Task to complete
In the records below, find the line containing "Where can the roof ridge". Restate it and all the lines after it exactly, and omit the rest.

++++++

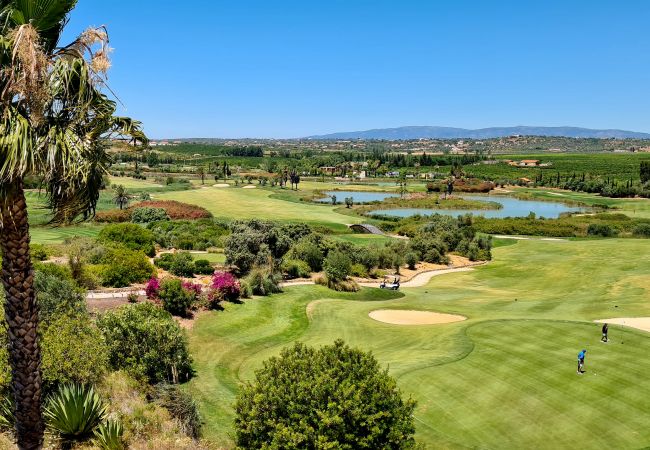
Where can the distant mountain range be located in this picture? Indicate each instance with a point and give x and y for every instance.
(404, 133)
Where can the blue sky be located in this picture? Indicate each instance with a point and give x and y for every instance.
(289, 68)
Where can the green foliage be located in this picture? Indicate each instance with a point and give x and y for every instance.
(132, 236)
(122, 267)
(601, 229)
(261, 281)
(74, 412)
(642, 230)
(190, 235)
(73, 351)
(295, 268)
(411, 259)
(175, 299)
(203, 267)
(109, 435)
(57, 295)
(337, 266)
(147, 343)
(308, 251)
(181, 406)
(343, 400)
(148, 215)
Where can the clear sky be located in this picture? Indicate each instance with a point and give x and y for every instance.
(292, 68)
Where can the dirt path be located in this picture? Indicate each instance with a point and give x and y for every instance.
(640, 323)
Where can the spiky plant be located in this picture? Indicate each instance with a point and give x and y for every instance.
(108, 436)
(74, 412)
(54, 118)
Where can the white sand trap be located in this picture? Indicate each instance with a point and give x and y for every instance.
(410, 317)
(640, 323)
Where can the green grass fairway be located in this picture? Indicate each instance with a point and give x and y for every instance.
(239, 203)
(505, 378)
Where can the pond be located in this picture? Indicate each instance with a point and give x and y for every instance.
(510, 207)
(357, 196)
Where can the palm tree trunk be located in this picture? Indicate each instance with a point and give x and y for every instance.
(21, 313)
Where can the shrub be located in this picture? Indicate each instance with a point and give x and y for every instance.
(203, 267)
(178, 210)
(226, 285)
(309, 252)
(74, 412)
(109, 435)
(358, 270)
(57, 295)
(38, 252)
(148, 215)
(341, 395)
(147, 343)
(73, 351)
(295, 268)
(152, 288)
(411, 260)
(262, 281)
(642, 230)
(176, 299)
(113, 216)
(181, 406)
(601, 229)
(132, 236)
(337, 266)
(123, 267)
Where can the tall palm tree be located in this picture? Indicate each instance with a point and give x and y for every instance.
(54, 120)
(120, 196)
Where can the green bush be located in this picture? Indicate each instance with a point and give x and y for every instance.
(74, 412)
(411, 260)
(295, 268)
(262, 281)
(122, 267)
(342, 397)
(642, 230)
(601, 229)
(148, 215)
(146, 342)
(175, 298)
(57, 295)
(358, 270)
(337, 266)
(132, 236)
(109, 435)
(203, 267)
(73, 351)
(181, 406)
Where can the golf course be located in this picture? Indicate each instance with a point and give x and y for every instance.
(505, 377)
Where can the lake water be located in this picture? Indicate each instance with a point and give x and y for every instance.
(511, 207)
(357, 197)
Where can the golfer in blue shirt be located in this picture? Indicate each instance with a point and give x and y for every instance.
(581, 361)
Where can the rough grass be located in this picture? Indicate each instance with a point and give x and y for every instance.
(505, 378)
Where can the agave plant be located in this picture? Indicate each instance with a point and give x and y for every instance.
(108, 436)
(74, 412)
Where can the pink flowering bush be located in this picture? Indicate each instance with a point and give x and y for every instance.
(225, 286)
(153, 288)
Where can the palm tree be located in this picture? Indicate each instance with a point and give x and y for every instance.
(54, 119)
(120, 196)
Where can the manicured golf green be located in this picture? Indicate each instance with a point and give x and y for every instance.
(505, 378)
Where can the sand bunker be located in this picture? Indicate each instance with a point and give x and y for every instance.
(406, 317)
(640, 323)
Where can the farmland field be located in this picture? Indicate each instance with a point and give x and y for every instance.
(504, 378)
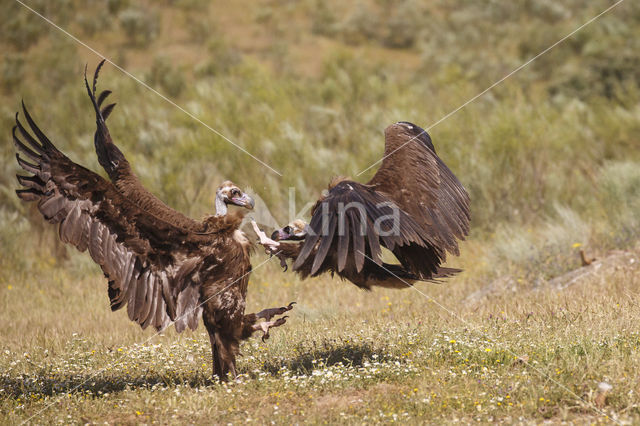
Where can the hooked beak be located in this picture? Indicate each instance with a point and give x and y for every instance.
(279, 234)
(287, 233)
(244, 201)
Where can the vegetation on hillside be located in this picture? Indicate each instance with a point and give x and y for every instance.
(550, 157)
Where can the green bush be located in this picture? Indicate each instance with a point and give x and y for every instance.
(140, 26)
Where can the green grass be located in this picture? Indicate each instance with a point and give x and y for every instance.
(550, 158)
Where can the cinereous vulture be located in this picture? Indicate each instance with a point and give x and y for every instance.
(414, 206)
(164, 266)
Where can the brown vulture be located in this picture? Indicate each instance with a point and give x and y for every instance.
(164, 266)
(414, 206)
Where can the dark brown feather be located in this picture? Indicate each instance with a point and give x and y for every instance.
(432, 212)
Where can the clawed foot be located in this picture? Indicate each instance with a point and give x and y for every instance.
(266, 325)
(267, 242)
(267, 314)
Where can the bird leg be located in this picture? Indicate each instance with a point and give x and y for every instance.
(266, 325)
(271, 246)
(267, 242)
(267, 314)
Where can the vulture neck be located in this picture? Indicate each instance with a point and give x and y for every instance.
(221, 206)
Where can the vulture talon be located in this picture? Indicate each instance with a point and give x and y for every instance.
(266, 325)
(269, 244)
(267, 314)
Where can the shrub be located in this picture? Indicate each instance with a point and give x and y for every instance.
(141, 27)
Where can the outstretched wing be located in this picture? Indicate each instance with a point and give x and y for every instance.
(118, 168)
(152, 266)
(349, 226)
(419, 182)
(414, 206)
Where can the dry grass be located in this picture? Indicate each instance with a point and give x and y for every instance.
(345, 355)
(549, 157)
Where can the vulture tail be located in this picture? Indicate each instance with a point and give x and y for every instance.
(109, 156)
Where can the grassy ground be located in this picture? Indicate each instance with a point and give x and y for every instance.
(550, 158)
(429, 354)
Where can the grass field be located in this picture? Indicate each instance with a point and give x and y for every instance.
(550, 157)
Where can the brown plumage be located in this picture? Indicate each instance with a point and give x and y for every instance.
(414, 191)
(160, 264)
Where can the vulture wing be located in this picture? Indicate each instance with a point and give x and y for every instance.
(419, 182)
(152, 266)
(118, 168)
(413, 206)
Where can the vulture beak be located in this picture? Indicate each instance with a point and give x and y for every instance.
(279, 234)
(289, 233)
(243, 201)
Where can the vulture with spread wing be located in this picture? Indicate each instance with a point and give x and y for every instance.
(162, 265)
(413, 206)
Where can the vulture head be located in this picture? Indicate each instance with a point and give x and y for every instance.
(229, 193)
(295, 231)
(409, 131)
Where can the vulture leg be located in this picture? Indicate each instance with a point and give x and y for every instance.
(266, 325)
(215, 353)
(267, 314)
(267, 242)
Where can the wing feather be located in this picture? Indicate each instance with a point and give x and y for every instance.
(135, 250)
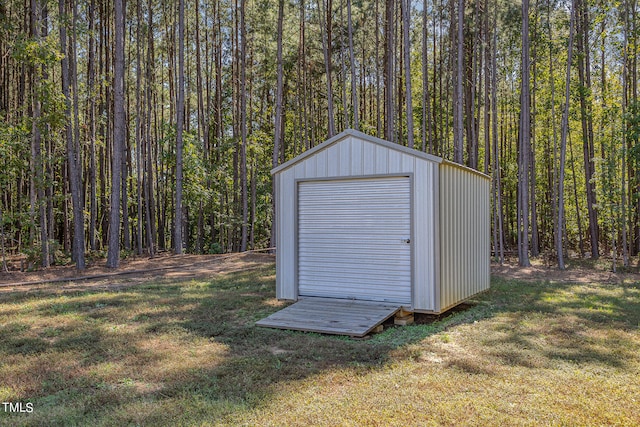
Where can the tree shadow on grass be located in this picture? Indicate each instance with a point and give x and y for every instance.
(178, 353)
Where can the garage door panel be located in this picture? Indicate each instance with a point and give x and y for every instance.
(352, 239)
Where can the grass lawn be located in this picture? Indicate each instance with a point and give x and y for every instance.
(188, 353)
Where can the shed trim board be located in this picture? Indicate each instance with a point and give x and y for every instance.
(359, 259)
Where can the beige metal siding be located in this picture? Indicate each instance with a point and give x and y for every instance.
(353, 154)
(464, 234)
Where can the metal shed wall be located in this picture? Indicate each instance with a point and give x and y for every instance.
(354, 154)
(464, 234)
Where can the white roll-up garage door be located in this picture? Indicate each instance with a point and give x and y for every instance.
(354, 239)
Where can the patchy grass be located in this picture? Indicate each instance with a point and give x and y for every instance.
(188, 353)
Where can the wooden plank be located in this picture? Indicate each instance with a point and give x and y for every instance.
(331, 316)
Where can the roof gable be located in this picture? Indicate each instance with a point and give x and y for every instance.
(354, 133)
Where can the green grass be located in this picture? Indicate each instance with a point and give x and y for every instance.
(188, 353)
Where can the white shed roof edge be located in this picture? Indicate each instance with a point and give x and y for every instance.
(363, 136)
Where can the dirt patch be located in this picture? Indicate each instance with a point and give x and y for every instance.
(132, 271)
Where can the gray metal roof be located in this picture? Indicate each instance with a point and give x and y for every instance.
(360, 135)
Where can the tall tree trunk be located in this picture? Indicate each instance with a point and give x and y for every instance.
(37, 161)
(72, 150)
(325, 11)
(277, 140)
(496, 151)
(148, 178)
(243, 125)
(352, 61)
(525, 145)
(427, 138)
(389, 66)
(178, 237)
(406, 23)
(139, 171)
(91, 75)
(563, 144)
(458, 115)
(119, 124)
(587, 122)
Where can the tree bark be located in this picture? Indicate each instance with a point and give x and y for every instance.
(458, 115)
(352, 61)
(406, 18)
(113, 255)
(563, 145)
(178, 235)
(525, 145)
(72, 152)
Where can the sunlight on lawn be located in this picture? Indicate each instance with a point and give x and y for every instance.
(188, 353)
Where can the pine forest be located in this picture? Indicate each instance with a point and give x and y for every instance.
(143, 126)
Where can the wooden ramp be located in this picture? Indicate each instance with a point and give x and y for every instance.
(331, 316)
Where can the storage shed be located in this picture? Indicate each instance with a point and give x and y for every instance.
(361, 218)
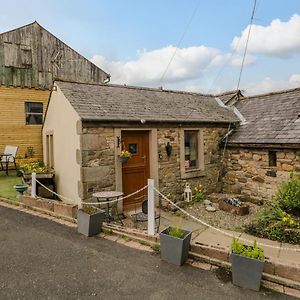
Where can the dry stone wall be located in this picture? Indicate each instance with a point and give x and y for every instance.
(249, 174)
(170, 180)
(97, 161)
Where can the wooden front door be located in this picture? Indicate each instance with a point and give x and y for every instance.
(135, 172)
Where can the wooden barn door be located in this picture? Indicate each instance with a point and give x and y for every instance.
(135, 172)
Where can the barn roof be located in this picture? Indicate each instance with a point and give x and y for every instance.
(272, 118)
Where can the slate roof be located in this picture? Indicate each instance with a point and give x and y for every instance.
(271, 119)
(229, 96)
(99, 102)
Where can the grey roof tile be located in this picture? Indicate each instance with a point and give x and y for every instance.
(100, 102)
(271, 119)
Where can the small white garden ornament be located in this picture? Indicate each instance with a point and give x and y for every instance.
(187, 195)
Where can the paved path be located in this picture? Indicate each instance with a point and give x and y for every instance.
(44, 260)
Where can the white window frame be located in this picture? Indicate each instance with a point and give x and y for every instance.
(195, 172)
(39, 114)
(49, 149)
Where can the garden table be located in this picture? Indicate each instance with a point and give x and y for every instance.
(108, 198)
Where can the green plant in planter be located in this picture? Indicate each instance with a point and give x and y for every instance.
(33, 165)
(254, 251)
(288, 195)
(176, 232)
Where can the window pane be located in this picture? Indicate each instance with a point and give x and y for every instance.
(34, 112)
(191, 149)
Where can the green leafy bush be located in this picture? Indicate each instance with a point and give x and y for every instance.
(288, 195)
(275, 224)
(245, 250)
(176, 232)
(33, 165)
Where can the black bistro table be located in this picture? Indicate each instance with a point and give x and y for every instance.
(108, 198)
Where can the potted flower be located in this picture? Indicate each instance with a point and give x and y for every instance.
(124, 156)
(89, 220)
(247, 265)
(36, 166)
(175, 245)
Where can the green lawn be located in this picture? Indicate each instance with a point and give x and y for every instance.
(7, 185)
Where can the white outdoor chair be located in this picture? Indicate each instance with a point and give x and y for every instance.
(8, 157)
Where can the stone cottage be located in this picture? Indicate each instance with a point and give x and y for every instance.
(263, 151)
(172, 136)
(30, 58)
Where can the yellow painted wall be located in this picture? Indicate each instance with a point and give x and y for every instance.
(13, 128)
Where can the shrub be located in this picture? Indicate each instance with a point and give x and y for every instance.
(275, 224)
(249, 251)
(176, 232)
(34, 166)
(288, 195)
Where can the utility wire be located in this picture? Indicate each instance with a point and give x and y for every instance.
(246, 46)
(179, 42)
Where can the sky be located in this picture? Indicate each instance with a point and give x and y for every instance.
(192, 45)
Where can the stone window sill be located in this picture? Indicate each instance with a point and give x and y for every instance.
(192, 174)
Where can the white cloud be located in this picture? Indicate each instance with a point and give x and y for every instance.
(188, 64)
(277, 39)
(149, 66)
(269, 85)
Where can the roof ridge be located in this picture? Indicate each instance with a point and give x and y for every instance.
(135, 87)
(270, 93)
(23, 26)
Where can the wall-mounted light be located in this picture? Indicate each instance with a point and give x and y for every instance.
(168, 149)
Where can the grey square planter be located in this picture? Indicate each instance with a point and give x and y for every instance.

++++++

Exercise response
Where can the roof ridge be located in this picture? Indicate each instance with a point and give x and y for every instance.
(135, 87)
(270, 93)
(23, 26)
Where can the wall-mounted light be located in this picture? Indicate each instance with a point and give x and y for every instance.
(168, 149)
Where can the grey square planter be located in this picture? Indicate each instance with a point and give x and y for every instance.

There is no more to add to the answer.